Nitrogen fertilization application is a common component of agricultural systems. However, nitrogen fertilizer production, transport, and application consumes large quantities of non-renewable fossil fuels. Soluble N applications are also prone to environmental losses via runoff, leaching or erosion, incurring an economic loss to farmers and causing considerable water quality degradation. Biological Nitrogen Fixation (BNF) via bacterial endophytes is commonly used in leguminous crops as a sustainable means to capture atmospheric N and deliver it as usable nitrogen directly to plant tissues. This significantly reduces both fertilization requirements and environmental losses. Incorporating BNF into non-legumes would lead to a revolution in agriculture. To gain greater insight into employing nitrogen fixing bacteria in other important agricultural crops, this project aims to investigate the use of the novel diazotroph, Gluconacetobacter diazotrophicus, on two important non-leguminous vegetables, peppers and tomatoes. The goal of the project is to assess usage of this bacteria as a means to reduce external nitrogen application requirements, as well as to quantify yield and nutritional differences. The findings will not only advance the understanding of BNF usage and economic viability for these two vegetables, but can also be employed as a model for investigating the impact of bacterial endophytes across a wide range of crops.
Project objectives from proposal:
Objectives: The goal of this research is to evaluate the effect of inoculation of non-legumes with the BNF bacterium, Gluconacetobater diazotrophicus (Gd) . My specific objectives are:
1. Detail the impact of Gd inoculation of tomatoes and peppers on vegetative plant growth and fruit yield.
2. Evaluate if BNF with Gd can replace external N requirements
3. Assess effects of Gd on fruit nutrient content
4. Evaluate the economic value of Gd inoculation
5. Use mass balancing techniques to evaluate the efficacy and amount of atmospheric nitrogen capture in inoculated plants.

--*--

→ REQUIRED ACTION 1
Summarize the project summary in two sentences.
→ REQUIRED ACTION 2
Reproduce the stretch of the project summary from "Project objectives from" through "in inoculated plants.".

→ DATA EXTRACT
--*--

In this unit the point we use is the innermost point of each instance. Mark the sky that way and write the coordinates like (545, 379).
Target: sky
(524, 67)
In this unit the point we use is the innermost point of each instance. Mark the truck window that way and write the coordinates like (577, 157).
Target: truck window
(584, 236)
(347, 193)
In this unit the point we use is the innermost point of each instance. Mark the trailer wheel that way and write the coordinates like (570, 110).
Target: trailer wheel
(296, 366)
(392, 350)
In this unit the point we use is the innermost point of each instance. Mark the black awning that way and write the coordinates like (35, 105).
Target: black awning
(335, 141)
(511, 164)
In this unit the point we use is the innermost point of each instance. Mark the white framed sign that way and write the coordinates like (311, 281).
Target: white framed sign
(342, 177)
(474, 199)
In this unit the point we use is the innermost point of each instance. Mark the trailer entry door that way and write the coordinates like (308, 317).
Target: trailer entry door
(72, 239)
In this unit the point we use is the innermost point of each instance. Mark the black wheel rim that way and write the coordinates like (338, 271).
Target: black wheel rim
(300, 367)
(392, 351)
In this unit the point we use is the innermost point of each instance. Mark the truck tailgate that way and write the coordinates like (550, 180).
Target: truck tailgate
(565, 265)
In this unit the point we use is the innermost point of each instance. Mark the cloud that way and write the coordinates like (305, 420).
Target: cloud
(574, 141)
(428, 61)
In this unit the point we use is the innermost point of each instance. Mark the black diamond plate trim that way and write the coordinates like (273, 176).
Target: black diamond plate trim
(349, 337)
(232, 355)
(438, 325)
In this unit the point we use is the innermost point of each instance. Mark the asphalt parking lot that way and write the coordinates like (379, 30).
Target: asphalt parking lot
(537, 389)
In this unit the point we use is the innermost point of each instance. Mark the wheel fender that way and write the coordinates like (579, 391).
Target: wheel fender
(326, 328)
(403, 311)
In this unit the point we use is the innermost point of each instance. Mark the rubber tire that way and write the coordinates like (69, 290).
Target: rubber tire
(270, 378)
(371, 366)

--*--

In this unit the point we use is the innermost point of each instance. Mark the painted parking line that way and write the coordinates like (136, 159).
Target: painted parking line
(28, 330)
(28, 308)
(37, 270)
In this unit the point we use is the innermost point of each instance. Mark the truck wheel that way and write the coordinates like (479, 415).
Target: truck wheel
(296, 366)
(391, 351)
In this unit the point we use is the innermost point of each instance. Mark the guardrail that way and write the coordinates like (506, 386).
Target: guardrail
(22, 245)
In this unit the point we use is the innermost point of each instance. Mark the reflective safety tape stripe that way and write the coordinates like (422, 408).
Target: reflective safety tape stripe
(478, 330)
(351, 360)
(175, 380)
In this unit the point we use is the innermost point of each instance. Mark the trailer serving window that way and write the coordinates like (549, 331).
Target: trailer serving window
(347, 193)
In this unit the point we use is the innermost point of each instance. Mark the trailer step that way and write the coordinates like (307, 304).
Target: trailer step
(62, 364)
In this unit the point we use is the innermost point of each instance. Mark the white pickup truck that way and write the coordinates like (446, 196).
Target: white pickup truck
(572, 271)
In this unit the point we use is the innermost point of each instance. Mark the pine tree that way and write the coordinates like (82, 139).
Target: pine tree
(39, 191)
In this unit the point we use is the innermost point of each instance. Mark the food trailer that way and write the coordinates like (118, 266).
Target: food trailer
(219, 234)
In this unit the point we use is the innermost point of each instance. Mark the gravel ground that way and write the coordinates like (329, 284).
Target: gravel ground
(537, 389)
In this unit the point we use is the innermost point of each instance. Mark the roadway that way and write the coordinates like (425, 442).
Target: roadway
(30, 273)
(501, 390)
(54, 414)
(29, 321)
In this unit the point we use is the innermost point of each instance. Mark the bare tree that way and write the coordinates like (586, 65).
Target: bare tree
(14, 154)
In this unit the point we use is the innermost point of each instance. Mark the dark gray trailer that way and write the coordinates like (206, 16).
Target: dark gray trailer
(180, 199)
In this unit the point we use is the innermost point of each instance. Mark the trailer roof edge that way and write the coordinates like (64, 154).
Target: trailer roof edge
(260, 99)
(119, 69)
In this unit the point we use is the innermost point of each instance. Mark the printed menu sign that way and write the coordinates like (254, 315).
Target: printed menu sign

--*--

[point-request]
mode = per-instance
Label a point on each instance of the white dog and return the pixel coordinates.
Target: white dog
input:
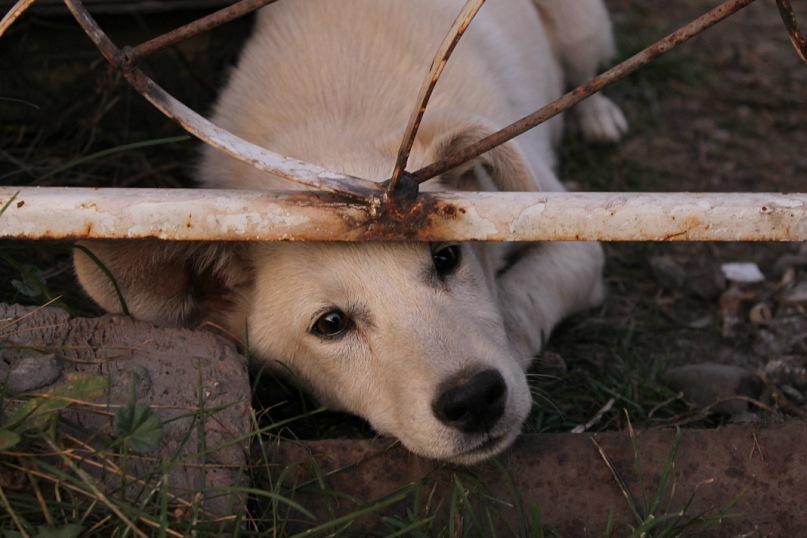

--*--

→ RESULT 1
Nitrogen fertilizer uses large amounts of non-renewable fossil fuels and is prone to environmental losses, while biological nitrogen fixation by bacterial endophytes in legumes reduces both fertilization needs and those losses. This project will test the diazotroph Gluconacetobacter diazotrophicus on peppers and tomatoes to assess whether it can reduce external nitrogen requirements and to quantify differences in yield and nutrition.

→ RESULT 2
Project objectives from proposal:
Objectives: The goal of this research is to evaluate the effect of inoculation of non-legumes with the BNF bacterium, Gluconacetobater diazotrophicus (Gd) . My specific objectives are:
1. Detail the impact of Gd inoculation of tomatoes and peppers on vegetative plant growth and fruit yield.
2. Evaluate if BNF with Gd can replace external N requirements
3. Assess effects of Gd on fruit nutrient content
4. Evaluate the economic value of Gd inoculation
5. Use mass balancing techniques to evaluate the efficacy and amount of atmospheric nitrogen capture in inoculated plants.